» Work instruction: Report each line of the records where "marker" occurs.

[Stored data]
========

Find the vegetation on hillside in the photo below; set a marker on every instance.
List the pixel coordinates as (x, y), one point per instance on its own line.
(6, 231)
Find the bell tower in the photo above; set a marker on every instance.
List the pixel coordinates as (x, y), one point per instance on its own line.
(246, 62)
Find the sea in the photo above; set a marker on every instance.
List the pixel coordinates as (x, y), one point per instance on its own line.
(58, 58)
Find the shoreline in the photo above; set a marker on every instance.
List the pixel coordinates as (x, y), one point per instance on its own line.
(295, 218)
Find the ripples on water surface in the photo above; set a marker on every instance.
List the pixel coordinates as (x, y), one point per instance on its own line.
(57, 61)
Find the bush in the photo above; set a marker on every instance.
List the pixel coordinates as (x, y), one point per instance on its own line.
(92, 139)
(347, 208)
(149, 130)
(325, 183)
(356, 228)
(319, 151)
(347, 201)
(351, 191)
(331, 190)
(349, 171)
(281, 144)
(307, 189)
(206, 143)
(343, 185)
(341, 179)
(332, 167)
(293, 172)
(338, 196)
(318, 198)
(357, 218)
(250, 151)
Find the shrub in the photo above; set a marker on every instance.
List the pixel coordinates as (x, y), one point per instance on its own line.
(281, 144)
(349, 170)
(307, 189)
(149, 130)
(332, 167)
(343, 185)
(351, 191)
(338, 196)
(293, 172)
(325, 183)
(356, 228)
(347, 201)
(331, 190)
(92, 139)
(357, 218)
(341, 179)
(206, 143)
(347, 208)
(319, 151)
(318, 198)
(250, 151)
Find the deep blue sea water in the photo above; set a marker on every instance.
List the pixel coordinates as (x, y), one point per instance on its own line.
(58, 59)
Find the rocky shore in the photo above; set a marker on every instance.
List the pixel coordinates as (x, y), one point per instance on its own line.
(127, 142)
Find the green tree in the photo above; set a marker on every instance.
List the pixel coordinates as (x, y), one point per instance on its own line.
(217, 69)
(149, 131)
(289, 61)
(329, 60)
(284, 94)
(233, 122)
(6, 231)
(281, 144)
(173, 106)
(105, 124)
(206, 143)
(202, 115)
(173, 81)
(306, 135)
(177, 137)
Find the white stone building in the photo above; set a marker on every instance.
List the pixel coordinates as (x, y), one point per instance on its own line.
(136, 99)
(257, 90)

========

» Result for this exercise:
Find the vegetation on hillside in the photo below; set a marker on every instance.
Find the bell tower in the photo above; set a marker on every instance.
Find the sea in the photo above; set a marker on every instance.
Find the shoreline in the photo above; set a marker on every instance.
Find the ripples on water surface in the photo above; set a marker on every instance.
Find the bush in the photo above; set a marker on every instance.
Find the shrub in the photo above; set a marker on every instance.
Find the deep blue sea water in the photo above; set a marker on every instance.
Find the rocky shore in the photo above; set a marker on every instance.
Find the green tree in the photo above; set a marker on every instance.
Find the white stone building in the photo above; set a marker on every instance.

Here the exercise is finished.